▶ _Your goal_:
For the records that follow, please set down exactly the lines between the one holding "Where can the red fabric" and the one holding "Where can the artificial", inclusive, and only those.

[[ Records for this task, beginning ]]

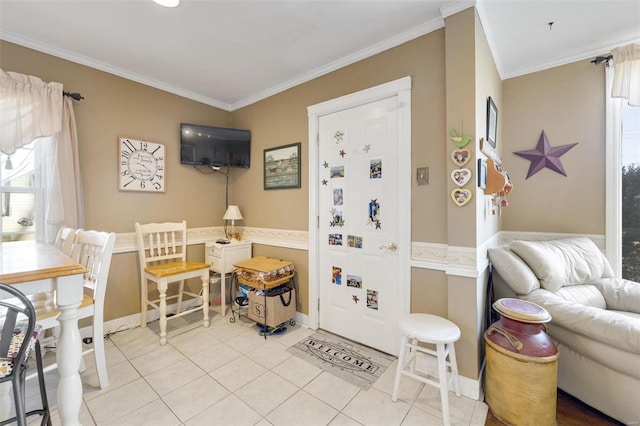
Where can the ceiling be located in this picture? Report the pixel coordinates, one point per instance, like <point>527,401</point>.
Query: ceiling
<point>230,53</point>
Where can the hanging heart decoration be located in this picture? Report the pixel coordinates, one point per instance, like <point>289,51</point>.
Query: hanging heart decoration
<point>461,196</point>
<point>461,176</point>
<point>460,157</point>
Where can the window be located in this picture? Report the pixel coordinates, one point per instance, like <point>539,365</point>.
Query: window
<point>20,196</point>
<point>630,154</point>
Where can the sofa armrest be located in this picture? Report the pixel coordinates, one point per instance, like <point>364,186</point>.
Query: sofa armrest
<point>619,294</point>
<point>618,330</point>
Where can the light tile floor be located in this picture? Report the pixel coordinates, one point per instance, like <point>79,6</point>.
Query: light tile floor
<point>229,375</point>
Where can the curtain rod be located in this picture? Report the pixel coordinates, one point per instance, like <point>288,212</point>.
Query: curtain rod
<point>76,96</point>
<point>601,59</point>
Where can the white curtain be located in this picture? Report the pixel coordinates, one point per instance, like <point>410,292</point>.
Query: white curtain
<point>31,109</point>
<point>626,73</point>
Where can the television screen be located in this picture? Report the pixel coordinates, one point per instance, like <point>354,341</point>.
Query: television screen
<point>214,146</point>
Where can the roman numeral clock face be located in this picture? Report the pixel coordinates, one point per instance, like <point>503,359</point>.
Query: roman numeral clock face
<point>141,166</point>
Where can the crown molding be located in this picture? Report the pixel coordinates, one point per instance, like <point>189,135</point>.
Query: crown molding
<point>387,44</point>
<point>102,66</point>
<point>455,7</point>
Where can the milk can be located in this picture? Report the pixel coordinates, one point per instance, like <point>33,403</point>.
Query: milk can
<point>522,365</point>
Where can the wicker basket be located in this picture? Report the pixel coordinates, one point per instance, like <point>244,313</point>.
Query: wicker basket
<point>264,272</point>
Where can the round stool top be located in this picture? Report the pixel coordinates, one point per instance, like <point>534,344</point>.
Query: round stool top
<point>521,310</point>
<point>429,328</point>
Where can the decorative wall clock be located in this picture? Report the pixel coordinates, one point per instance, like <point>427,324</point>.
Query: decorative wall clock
<point>141,166</point>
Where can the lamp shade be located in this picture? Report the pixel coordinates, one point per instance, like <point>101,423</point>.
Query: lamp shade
<point>167,3</point>
<point>232,213</point>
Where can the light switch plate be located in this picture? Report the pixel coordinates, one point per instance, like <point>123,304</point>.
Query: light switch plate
<point>422,175</point>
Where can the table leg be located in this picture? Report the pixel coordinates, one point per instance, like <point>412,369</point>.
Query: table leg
<point>223,294</point>
<point>205,298</point>
<point>68,356</point>
<point>6,396</point>
<point>162,289</point>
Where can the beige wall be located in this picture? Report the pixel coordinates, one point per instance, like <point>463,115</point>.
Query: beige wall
<point>114,107</point>
<point>568,103</point>
<point>282,119</point>
<point>452,74</point>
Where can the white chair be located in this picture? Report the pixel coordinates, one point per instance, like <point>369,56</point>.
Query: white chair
<point>93,250</point>
<point>163,259</point>
<point>65,239</point>
<point>434,330</point>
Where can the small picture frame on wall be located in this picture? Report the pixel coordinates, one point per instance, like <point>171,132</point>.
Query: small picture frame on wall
<point>282,167</point>
<point>492,122</point>
<point>482,173</point>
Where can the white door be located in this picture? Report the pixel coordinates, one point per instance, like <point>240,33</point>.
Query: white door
<point>363,231</point>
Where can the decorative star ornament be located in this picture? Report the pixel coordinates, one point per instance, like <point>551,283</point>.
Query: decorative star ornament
<point>545,156</point>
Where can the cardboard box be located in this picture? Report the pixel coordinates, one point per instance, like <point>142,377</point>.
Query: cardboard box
<point>280,308</point>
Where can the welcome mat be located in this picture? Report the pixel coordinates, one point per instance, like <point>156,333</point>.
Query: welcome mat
<point>350,361</point>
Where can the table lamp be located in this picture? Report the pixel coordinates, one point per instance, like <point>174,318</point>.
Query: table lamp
<point>233,214</point>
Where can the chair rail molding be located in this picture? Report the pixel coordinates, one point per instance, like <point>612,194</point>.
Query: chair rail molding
<point>453,260</point>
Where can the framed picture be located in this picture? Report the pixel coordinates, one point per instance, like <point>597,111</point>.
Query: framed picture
<point>282,167</point>
<point>141,166</point>
<point>492,122</point>
<point>482,173</point>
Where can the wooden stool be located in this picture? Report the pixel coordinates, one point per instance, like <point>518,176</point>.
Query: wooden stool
<point>441,332</point>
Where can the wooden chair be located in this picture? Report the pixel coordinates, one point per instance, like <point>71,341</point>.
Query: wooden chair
<point>65,239</point>
<point>93,250</point>
<point>18,338</point>
<point>163,259</point>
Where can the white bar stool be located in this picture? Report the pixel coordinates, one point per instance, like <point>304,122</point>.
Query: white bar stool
<point>436,330</point>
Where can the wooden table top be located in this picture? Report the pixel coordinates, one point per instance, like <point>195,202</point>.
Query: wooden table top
<point>23,261</point>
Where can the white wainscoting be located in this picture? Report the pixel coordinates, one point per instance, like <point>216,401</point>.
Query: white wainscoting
<point>453,260</point>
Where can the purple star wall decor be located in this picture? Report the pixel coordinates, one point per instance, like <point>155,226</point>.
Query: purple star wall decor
<point>545,156</point>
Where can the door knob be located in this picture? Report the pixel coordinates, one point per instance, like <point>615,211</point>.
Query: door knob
<point>390,247</point>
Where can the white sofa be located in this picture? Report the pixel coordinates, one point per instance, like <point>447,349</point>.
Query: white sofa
<point>595,318</point>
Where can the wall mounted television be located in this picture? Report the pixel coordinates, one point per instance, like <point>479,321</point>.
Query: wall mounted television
<point>214,146</point>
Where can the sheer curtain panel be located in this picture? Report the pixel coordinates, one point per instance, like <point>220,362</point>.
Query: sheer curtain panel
<point>626,73</point>
<point>31,109</point>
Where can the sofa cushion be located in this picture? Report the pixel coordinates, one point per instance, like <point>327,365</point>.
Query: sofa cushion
<point>583,294</point>
<point>620,294</point>
<point>513,270</point>
<point>610,327</point>
<point>562,262</point>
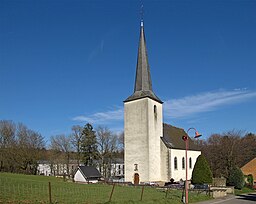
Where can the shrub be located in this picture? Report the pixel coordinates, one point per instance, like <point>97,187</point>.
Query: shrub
<point>236,178</point>
<point>250,180</point>
<point>202,173</point>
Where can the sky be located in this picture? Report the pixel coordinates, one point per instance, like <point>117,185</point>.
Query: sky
<point>70,62</point>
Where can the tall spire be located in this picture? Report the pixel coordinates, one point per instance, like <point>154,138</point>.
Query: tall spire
<point>143,84</point>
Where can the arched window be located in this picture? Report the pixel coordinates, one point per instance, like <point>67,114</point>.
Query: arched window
<point>183,163</point>
<point>155,111</point>
<point>175,163</point>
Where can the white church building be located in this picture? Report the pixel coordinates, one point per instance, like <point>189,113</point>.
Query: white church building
<point>154,151</point>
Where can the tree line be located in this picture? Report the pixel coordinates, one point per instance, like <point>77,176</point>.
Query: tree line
<point>21,148</point>
<point>228,150</point>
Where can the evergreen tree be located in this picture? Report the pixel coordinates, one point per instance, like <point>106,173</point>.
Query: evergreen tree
<point>89,145</point>
<point>236,178</point>
<point>202,173</point>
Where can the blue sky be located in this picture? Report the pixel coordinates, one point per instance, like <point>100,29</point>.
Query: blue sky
<point>65,63</point>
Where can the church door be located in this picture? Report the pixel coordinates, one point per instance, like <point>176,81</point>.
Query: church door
<point>136,179</point>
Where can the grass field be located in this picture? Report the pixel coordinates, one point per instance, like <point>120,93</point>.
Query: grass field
<point>244,190</point>
<point>17,188</point>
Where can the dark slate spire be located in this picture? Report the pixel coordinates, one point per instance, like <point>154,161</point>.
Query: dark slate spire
<point>143,84</point>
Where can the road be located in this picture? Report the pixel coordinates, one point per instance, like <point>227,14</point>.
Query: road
<point>242,199</point>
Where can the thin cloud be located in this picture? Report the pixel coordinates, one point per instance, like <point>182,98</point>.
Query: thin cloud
<point>204,102</point>
<point>179,108</point>
<point>96,51</point>
<point>102,117</point>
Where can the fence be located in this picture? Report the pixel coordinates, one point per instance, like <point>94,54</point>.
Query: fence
<point>32,191</point>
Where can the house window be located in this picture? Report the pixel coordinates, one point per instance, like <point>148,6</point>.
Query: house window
<point>190,163</point>
<point>175,163</point>
<point>183,163</point>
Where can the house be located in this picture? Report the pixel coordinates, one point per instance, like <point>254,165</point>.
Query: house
<point>49,168</point>
<point>117,170</point>
<point>250,168</point>
<point>154,152</point>
<point>87,174</point>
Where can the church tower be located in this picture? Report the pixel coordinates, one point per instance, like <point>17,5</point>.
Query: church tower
<point>143,124</point>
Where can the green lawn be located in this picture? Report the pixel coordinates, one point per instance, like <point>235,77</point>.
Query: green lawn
<point>244,190</point>
<point>17,188</point>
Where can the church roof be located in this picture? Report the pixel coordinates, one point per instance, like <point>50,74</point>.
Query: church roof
<point>143,83</point>
<point>172,138</point>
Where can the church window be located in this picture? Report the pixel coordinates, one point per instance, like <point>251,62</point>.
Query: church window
<point>135,167</point>
<point>183,163</point>
<point>155,111</point>
<point>175,163</point>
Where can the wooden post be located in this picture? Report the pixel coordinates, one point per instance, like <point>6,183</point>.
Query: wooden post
<point>50,193</point>
<point>166,193</point>
<point>142,191</point>
<point>112,192</point>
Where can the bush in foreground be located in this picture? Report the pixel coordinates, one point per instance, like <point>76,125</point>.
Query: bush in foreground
<point>202,173</point>
<point>236,178</point>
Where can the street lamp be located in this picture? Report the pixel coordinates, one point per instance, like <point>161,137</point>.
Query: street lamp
<point>185,138</point>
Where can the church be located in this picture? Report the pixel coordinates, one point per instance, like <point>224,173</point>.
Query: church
<point>154,151</point>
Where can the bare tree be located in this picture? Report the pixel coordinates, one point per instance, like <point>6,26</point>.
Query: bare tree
<point>229,149</point>
<point>107,145</point>
<point>7,143</point>
<point>62,143</point>
<point>76,140</point>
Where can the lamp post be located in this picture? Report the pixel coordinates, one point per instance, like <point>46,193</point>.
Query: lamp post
<point>185,138</point>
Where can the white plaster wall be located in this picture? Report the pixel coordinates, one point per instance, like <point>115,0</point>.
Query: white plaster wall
<point>181,173</point>
<point>142,131</point>
<point>155,131</point>
<point>44,169</point>
<point>164,162</point>
<point>78,177</point>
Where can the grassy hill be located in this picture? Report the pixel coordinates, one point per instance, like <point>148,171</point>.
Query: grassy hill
<point>17,188</point>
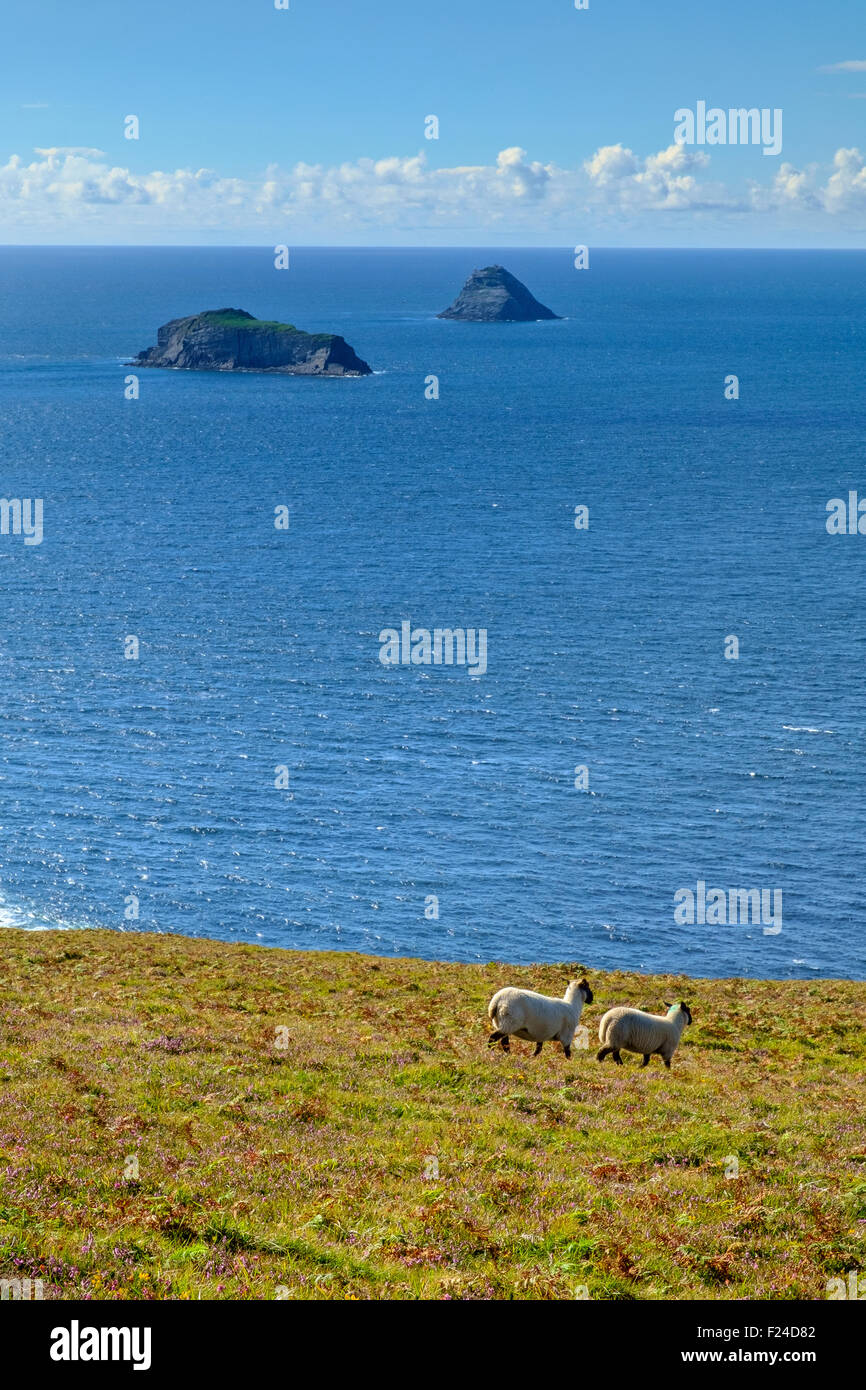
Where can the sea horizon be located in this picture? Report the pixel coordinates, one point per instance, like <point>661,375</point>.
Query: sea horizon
<point>430,812</point>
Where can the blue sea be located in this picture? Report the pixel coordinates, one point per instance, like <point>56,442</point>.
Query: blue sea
<point>431,812</point>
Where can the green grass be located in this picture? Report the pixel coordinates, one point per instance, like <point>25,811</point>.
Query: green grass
<point>228,320</point>
<point>299,1171</point>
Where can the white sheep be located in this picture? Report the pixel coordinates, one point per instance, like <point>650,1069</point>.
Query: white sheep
<point>633,1030</point>
<point>523,1014</point>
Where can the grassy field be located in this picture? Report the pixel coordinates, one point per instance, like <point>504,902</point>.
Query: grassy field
<point>185,1119</point>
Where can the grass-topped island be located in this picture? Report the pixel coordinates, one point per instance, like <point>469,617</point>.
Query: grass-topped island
<point>230,339</point>
<point>184,1118</point>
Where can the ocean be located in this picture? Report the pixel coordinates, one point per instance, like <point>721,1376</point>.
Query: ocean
<point>257,773</point>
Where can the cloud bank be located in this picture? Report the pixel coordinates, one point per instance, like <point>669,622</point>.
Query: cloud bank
<point>75,185</point>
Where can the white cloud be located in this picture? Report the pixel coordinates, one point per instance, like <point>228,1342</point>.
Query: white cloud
<point>75,186</point>
<point>660,182</point>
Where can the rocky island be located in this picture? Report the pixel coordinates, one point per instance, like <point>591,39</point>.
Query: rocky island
<point>495,296</point>
<point>230,339</point>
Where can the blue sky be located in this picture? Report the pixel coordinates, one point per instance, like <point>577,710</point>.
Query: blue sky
<point>234,96</point>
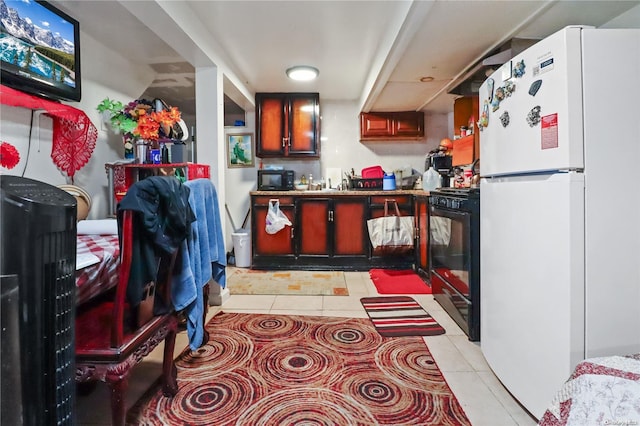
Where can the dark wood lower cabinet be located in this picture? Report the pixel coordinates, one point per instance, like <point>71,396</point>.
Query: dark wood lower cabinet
<point>328,233</point>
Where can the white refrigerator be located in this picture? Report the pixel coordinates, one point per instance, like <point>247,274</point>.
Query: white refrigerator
<point>560,209</point>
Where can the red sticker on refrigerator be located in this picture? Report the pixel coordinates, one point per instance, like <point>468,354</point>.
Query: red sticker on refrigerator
<point>549,132</point>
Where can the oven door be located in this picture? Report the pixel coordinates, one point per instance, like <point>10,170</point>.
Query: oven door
<point>450,248</point>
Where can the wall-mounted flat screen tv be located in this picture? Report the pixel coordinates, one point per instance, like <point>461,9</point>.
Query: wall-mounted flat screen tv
<point>40,50</point>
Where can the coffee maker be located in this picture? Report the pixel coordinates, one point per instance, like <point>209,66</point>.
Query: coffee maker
<point>441,164</point>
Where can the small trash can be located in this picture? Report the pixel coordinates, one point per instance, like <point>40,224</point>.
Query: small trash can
<point>242,247</point>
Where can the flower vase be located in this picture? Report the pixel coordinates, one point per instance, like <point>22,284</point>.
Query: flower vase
<point>129,153</point>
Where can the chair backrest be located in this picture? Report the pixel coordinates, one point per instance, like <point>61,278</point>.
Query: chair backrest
<point>144,312</point>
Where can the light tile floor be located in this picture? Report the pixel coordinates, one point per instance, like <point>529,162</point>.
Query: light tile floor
<point>483,398</point>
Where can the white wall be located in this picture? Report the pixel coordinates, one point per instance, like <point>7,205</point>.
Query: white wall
<point>104,73</point>
<point>123,80</point>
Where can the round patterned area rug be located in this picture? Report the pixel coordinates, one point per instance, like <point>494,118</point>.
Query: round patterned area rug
<point>302,370</point>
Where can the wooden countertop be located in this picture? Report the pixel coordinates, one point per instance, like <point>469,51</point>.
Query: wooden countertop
<point>334,193</point>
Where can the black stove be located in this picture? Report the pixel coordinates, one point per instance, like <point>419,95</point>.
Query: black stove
<point>454,254</point>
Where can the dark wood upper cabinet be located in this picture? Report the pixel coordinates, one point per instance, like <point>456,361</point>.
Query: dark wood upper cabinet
<point>464,109</point>
<point>406,125</point>
<point>287,124</point>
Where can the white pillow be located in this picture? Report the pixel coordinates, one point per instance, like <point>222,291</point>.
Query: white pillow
<point>98,227</point>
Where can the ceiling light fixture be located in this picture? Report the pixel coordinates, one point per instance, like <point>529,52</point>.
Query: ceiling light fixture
<point>302,73</point>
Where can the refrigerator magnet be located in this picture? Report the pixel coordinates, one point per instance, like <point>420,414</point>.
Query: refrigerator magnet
<point>504,119</point>
<point>490,86</point>
<point>483,121</point>
<point>518,69</point>
<point>509,87</point>
<point>535,86</point>
<point>549,135</point>
<point>506,71</point>
<point>533,118</point>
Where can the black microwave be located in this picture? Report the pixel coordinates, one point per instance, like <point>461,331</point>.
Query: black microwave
<point>275,180</point>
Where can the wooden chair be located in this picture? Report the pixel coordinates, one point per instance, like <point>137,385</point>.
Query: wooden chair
<point>109,343</point>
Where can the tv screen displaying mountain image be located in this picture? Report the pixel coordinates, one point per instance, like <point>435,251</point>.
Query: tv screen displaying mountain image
<point>39,50</point>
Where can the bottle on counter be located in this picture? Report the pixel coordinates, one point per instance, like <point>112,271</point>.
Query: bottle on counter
<point>431,180</point>
<point>164,154</point>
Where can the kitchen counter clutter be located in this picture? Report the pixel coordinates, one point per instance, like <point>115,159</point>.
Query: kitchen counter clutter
<point>328,229</point>
<point>332,192</point>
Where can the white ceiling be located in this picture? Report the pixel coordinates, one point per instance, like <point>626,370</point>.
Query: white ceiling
<point>372,52</point>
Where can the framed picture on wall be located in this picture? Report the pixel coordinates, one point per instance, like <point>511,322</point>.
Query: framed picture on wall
<point>240,152</point>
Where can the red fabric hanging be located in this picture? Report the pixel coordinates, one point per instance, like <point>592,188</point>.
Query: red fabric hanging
<point>74,135</point>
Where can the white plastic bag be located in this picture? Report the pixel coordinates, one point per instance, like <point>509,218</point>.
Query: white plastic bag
<point>275,220</point>
<point>393,234</point>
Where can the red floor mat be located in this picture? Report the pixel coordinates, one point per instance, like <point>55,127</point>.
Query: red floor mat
<point>393,281</point>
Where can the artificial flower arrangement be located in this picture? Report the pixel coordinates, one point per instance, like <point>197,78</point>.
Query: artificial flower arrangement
<point>9,155</point>
<point>140,119</point>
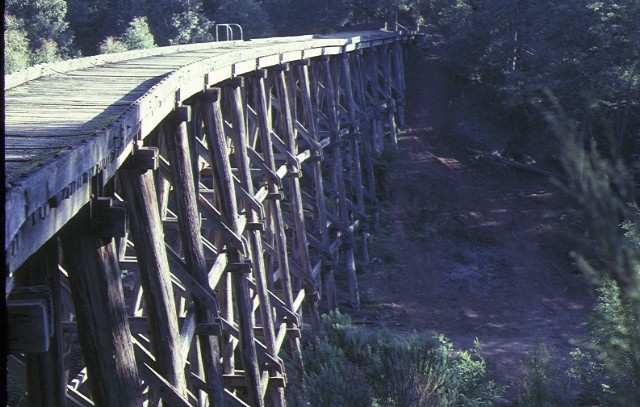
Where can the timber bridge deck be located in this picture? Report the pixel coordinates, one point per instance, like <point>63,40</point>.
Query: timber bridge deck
<point>156,210</point>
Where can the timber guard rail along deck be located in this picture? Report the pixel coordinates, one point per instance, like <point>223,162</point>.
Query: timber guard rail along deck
<point>176,209</point>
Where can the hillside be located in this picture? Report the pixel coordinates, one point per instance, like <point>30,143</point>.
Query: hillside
<point>468,247</point>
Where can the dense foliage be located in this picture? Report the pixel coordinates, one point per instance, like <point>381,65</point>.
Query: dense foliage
<point>353,366</point>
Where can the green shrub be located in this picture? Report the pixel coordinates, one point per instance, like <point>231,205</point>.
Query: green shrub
<point>16,45</point>
<point>543,383</point>
<point>111,45</point>
<point>137,35</point>
<point>354,366</point>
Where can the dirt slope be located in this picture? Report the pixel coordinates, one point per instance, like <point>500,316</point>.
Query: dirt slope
<point>468,247</point>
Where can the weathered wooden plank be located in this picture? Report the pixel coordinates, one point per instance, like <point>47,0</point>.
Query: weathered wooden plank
<point>224,179</point>
<point>185,198</point>
<point>104,333</point>
<point>153,264</point>
<point>295,192</point>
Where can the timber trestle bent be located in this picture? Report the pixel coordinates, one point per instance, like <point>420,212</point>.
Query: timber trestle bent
<point>177,212</point>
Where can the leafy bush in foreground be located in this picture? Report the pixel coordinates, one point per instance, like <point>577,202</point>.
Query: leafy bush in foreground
<point>353,366</point>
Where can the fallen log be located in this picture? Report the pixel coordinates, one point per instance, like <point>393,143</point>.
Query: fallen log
<point>512,163</point>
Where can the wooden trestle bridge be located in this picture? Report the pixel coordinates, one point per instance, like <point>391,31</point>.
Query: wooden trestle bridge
<point>176,210</point>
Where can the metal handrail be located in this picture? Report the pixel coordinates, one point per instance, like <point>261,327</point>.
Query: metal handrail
<point>229,31</point>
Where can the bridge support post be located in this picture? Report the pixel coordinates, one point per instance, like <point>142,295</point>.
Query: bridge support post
<point>103,330</point>
<point>388,94</point>
<point>46,373</point>
<point>399,82</point>
<point>338,179</point>
<point>155,276</point>
<point>354,144</point>
<point>366,132</point>
<point>218,149</point>
<point>185,197</point>
<point>329,265</point>
<point>295,191</point>
<point>275,211</point>
<point>239,137</point>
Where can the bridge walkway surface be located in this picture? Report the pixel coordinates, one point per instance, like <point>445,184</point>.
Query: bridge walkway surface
<point>173,210</point>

[[ Records for this task, end ]]

▶ _Answer space_:
Where can the red fabric hanging be located in this picture? Report the pixel coordinates, one point per instance, like <point>592,188</point>.
Query: red fabric hanging
<point>74,135</point>
Where can the white plastic bag be located in this picture? Report the pixel coordinates, one point per instance, like <point>509,218</point>.
Query: white plastic bag
<point>275,220</point>
<point>393,234</point>
Where can the red floor mat be located in this picture? Report the pixel coordinates, one point per instance, like <point>55,127</point>.
Query: red floor mat
<point>393,281</point>
Where can the artificial flower arrangement be located in this picture? Report the pixel coordinates, one point per instance, like <point>197,78</point>.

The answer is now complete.